#### PROBLEM TO WORK ON
Extract every line of the entries that contains the string "pond", treating uppercase and lowercase letters as different.
— start of LISTING —
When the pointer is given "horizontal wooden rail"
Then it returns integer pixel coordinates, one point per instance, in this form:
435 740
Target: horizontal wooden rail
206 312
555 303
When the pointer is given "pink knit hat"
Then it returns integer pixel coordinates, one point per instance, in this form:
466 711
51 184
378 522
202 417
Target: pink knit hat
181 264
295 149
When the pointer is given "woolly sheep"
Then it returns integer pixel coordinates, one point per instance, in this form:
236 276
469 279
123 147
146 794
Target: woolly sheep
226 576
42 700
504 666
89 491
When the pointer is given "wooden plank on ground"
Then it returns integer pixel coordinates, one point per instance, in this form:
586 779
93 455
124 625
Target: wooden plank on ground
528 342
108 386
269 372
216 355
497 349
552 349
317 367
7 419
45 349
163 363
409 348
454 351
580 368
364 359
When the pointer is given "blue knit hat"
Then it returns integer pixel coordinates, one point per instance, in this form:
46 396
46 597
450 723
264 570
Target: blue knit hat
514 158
— end of LISTING —
— start of LISTING —
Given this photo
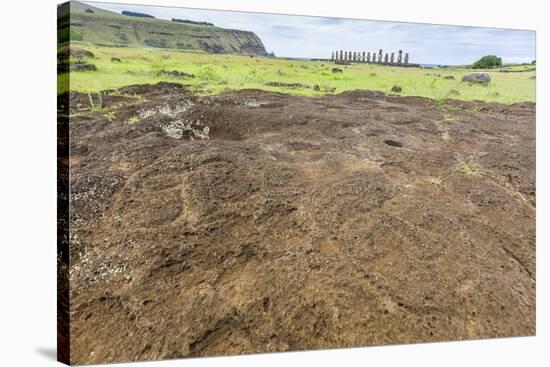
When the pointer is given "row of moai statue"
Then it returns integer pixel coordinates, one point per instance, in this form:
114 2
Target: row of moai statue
— end of LISTING —
— start of LISTING —
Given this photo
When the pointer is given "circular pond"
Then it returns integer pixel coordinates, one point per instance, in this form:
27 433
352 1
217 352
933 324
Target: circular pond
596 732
— end of LISTING —
#### OUTPUT FOR THIS TASK
When the pointer is given "circular pond"
Target: circular pond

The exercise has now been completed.